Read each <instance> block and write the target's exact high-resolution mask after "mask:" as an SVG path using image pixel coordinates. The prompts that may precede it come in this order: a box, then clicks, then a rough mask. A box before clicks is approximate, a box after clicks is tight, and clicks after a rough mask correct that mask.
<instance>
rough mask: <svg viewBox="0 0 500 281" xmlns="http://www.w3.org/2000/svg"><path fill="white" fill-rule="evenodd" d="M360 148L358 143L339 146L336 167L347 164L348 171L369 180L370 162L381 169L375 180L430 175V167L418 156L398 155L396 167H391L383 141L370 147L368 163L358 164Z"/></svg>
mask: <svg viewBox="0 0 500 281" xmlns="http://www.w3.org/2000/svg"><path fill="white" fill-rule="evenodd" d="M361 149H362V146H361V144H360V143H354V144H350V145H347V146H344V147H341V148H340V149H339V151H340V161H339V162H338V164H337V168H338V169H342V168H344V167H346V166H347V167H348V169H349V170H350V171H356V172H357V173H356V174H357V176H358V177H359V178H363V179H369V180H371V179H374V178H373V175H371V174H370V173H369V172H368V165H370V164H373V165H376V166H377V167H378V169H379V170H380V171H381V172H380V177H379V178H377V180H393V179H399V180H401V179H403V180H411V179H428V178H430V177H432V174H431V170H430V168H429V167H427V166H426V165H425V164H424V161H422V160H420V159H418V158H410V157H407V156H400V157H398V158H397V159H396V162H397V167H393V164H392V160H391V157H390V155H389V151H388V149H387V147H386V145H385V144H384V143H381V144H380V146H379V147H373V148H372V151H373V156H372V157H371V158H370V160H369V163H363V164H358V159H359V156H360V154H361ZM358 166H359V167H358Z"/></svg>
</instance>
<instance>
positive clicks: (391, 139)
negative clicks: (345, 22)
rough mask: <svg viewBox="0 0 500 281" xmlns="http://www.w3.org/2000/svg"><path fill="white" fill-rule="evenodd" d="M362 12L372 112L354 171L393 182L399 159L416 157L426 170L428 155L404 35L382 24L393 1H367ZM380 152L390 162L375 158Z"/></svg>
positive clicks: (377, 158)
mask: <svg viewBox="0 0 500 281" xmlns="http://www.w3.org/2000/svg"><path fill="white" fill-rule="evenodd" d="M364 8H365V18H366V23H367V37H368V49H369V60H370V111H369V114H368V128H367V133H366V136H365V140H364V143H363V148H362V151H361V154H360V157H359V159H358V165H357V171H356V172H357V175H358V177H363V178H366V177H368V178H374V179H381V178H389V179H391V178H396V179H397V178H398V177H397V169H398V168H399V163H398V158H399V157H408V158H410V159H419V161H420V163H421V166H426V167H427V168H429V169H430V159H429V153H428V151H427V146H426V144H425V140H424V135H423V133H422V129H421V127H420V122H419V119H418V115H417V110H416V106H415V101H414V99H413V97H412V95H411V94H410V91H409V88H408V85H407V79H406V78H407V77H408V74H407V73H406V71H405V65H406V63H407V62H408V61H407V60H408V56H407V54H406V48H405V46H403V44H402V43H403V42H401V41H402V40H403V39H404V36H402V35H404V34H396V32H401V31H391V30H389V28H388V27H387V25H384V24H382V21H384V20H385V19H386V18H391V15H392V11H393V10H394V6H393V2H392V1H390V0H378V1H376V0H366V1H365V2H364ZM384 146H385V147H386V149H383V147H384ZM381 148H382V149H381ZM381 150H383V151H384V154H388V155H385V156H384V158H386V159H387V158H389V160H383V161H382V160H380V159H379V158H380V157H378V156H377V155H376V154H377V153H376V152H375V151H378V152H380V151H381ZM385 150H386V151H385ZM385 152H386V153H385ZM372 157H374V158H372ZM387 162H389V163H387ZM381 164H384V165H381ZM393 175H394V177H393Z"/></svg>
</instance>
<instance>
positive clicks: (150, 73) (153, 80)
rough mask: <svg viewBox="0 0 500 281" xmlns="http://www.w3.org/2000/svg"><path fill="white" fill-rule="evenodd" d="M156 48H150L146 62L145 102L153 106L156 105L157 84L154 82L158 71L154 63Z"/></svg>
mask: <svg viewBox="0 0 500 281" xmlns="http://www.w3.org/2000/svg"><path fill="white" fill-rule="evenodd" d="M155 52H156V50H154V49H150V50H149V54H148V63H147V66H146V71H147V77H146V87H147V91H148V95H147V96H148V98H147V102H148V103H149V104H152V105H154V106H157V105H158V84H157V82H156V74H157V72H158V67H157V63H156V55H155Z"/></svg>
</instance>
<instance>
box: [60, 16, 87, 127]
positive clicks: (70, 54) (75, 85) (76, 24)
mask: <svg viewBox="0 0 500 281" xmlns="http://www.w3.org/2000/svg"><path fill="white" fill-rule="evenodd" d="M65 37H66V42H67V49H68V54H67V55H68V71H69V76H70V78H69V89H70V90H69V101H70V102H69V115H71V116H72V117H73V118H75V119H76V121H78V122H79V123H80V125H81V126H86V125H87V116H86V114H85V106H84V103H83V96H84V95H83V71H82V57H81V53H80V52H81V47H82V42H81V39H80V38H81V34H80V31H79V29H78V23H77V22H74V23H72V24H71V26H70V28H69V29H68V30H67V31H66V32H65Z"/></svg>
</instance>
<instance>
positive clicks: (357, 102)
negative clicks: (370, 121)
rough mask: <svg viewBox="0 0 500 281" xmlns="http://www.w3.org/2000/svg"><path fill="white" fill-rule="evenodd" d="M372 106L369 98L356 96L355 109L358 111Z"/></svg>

*BRIEF:* The records above must be printed again in full, exactly as written.

*RESPONSE:*
Read each <instance> block and write the target's exact high-resolution mask after "mask:" as an SVG path using image pixel coordinates. The prompts that may precede it come in this order: a box, then clicks, then a rough mask. A box before clicks is approximate, a box after clicks is tight, and clicks after a rough mask correct that mask.
<instance>
rough mask: <svg viewBox="0 0 500 281" xmlns="http://www.w3.org/2000/svg"><path fill="white" fill-rule="evenodd" d="M360 148L358 143L339 146L336 167L347 164L348 171L369 180L370 162L381 169L375 180L430 175V167L418 156L398 155L396 167H391L383 141L370 147L368 163L358 164Z"/></svg>
mask: <svg viewBox="0 0 500 281" xmlns="http://www.w3.org/2000/svg"><path fill="white" fill-rule="evenodd" d="M361 149H362V146H361V144H360V143H354V144H350V145H347V146H344V147H341V148H340V149H339V151H340V161H339V162H338V164H337V168H338V169H342V168H344V167H346V166H347V167H348V169H349V170H350V171H356V172H357V173H356V174H357V176H358V177H359V178H363V179H369V180H371V179H374V178H373V175H371V174H370V173H369V172H368V165H370V164H373V165H376V166H377V167H378V169H379V170H380V171H381V172H380V177H379V178H377V180H393V179H399V180H401V179H403V180H411V179H428V178H430V177H432V174H431V170H430V168H429V167H427V166H426V165H425V164H424V161H422V160H420V159H418V158H410V157H407V156H400V157H398V158H397V159H396V162H397V167H393V164H392V160H391V157H390V155H389V151H388V149H387V147H386V145H385V144H384V143H381V144H380V146H379V147H373V148H372V151H373V156H372V157H371V158H370V160H369V163H363V164H358V159H359V156H360V154H361ZM358 166H359V167H358Z"/></svg>
</instance>
<instance>
positive clicks: (391, 139)
negative clicks: (345, 22)
rough mask: <svg viewBox="0 0 500 281" xmlns="http://www.w3.org/2000/svg"><path fill="white" fill-rule="evenodd" d="M362 12L372 112L354 171L393 182L399 159L416 157L426 170L428 155L404 35L382 24L393 1H367ZM380 152L390 162L375 158Z"/></svg>
positive clicks: (377, 158)
mask: <svg viewBox="0 0 500 281" xmlns="http://www.w3.org/2000/svg"><path fill="white" fill-rule="evenodd" d="M364 8H365V18H366V23H367V37H368V49H369V60H370V111H369V114H368V128H367V133H366V136H365V140H364V143H363V148H362V151H361V154H360V157H359V159H358V165H357V171H356V172H357V175H358V177H363V178H366V177H368V178H374V179H381V178H389V179H391V178H396V179H397V178H398V177H397V169H398V168H399V163H398V158H399V157H408V158H410V159H419V161H420V163H421V166H426V167H427V168H429V169H430V159H429V153H428V151H427V146H426V144H425V140H424V135H423V133H422V129H421V127H420V122H419V119H418V115H417V110H416V106H415V101H414V99H413V97H412V95H411V94H410V91H409V88H408V85H407V79H406V78H407V77H408V74H407V73H406V71H405V65H406V63H407V62H408V61H407V60H408V56H407V54H406V48H405V46H403V44H402V43H403V42H401V41H402V40H403V39H404V36H402V35H404V34H396V32H401V31H391V30H389V28H388V27H387V25H384V24H382V21H384V20H385V19H386V18H391V15H392V11H393V10H394V6H393V2H392V1H390V0H378V1H376V0H366V1H365V2H364ZM384 146H385V147H386V149H383V147H384ZM381 148H382V149H381ZM381 150H383V151H384V154H388V155H385V156H384V158H386V159H387V158H389V160H383V161H382V160H380V159H379V158H380V157H378V156H377V155H376V154H377V153H376V152H375V151H378V152H380V151H381ZM385 150H386V151H385ZM385 152H386V153H385ZM372 157H374V158H372ZM387 162H389V163H387ZM381 164H384V165H381ZM393 175H394V177H393Z"/></svg>
</instance>
<instance>
positive clicks: (150, 73) (153, 80)
rough mask: <svg viewBox="0 0 500 281" xmlns="http://www.w3.org/2000/svg"><path fill="white" fill-rule="evenodd" d="M156 48H150L146 62L145 102L153 106L156 105L157 84L154 82L158 71L154 63Z"/></svg>
mask: <svg viewBox="0 0 500 281" xmlns="http://www.w3.org/2000/svg"><path fill="white" fill-rule="evenodd" d="M155 52H156V50H154V49H150V50H149V54H148V63H147V66H146V71H147V77H146V87H147V91H148V95H147V96H148V98H147V102H148V103H149V104H152V105H154V106H157V105H158V84H157V82H156V74H157V72H158V67H157V63H156V55H155Z"/></svg>
</instance>
<instance>
box: [60, 16, 87, 127]
positive clicks: (70, 54) (75, 85) (76, 24)
mask: <svg viewBox="0 0 500 281" xmlns="http://www.w3.org/2000/svg"><path fill="white" fill-rule="evenodd" d="M65 37H66V42H67V49H68V54H67V55H68V71H69V76H70V78H69V89H70V90H69V101H70V102H69V115H71V116H72V117H73V118H75V119H76V121H78V122H79V123H80V125H81V126H86V125H87V116H86V114H85V106H84V103H83V96H84V95H83V71H82V57H81V53H80V52H81V47H82V42H81V39H80V38H81V34H80V31H79V29H78V23H77V22H74V23H72V24H71V26H70V28H69V29H68V30H67V31H66V32H65Z"/></svg>
</instance>
<instance>
positive clicks: (357, 102)
negative clicks: (370, 121)
rough mask: <svg viewBox="0 0 500 281" xmlns="http://www.w3.org/2000/svg"><path fill="white" fill-rule="evenodd" d="M372 106L369 98L356 96L355 109L358 111Z"/></svg>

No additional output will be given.